==== GIVEN TEXT ====

A new approach for the ultra-high loading of curcumin onto a nano-sized ZIF-68 as an effective drug delivery system with good biocompatibility and efficient anti-cancer therapy

Abstract

Recently, metal–organic frameworks have become well-known as promising drug carrier systems for anticancer treatment. However, their performances are inadequate for real-life situations due to the uncontrolled drug release rate and lack of strong interactions between the backbone and guest molecules. To overcome these challenges, a nano-sized zeolite imidazole framework-68 was successfully prepared, denoted as ZIF-68, through the solvothermal technique, and demonstrated an extraordinary potential for curcumin (Cur) uptake. As a consequence, the maximum adsorption capacity and drug loading content of Cur over ZIF-68 reached 720.1 mg g⁻¹ and 42.0%, respectively, which are much greater than those previously reported for drug carriers. These results best fit the Langmuir isothermal and pseudo-second-order models, indicating that the chemical interaction is dominant throughout the loading process. Furthermore, the Cur uptake mechanism is elucidated by the formation of robust attractions involving electrostatic interactions, π–π stacking, and hydrogen bonding between the drug molecules and the framework. This led to controlled drug release rates in human physiological medium (pH 7.4) and the tumor microenvironment (pH 5.0), thereby avoiding the “burst effect” at the initial stage. Remarkably, ZIF-68, after Cur loading (Cur@ZIF-68), was tested for cytotoxicity against HDF normal cells and MCF-7 cancer cells. As a result, Cur@ZIF-68 shows good biocompatibility with HDF cells and high cytotoxicity against MCF-7 cells at 25 µg mL⁻¹. These studies demonstrate that ZIF-68 is a promising candidate for an effective drug delivery system in anticancer therapy and support future research directions in designing porous materials capable of efficient drug carrying to support subsequent in vivo experiments.

====

WHAT THE EXERCISE ASKS>
Output the complete abstract on curcumin loading onto ZIF-68, word for word, with no changes. The data that follows is not required for what is asked here.

==== GIVEN INFORMATION ====

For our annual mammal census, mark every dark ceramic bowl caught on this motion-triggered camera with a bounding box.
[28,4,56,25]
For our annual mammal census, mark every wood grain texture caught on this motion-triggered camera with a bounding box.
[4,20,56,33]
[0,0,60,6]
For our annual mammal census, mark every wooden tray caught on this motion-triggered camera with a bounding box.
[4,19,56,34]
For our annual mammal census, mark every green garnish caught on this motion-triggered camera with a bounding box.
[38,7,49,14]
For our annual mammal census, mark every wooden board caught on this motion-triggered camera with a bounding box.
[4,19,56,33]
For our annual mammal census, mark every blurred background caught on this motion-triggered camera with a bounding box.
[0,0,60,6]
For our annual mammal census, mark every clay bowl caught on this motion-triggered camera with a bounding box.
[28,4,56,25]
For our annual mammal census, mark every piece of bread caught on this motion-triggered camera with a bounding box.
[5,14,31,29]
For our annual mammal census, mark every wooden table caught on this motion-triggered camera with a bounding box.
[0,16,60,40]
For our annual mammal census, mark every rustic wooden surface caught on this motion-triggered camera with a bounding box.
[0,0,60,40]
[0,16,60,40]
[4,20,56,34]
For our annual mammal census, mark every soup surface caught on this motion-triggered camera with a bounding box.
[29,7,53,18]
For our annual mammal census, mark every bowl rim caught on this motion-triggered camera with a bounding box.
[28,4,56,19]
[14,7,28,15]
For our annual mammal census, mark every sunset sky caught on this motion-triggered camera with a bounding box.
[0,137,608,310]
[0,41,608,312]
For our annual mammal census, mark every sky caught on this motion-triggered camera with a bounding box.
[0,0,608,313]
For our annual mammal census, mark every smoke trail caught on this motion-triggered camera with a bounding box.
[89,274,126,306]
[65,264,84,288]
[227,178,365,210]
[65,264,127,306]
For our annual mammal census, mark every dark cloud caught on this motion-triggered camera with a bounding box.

====

ANSWER BOX>
A new approach for the ultra-high loading of curcumin onto a nano-sized ZIF-68 as an effective drug delivery system with good biocompatibility and efficient anti-cancer therapy

Abstract

Recently, metal–organic frameworks have become well-known as promising drug carrier systems for anticancer treatment. However, their performances are inadequate for real-life situations due to the uncontrolled drug release rate and lack of strong interactions between the backbone and guest molecules. To overcome these challenges, a nano-sized zeolite imidazole framework-68 was successfully prepared, denoted as ZIF-68, through the solvothermal technique, and demonstrated an extraordinary potential for curcumin (Cur) uptake. As a consequence, the maximum adsorption capacity and drug loading content of Cur over ZIF-68 reached 720.1 mg g⁻¹ and 42.0%, respectively, which are much greater than those previously reported for drug carriers. These results best fit the Langmuir isothermal and pseudo-second-order models, indicating that the chemical interaction is dominant throughout the loading process. Furthermore, the Cur uptake mechanism is elucidated by the formation of robust attractions involving electrostatic interactions, π–π stacking, and hydrogen bonding between the drug molecules and the framework. This led to controlled drug release rates in human physiological medium (pH 7.4) and the tumor microenvironment (pH 5.0), thereby avoiding the “burst effect” at the initial stage. Remarkably, ZIF-68, after Cur loading (Cur@ZIF-68), was tested for cytotoxicity against HDF normal cells and MCF-7 cancer cells. As a result, Cur@ZIF-68 shows good biocompatibility with HDF cells and high cytotoxicity against MCF-7 cells at 25 µg mL⁻¹. These studies demonstrate that ZIF-68 is a promising candidate for an effective drug delivery system in anticancer therapy and support future research directions in designing porous materials capable of efficient drug carrying to support subsequent in vivo experiments.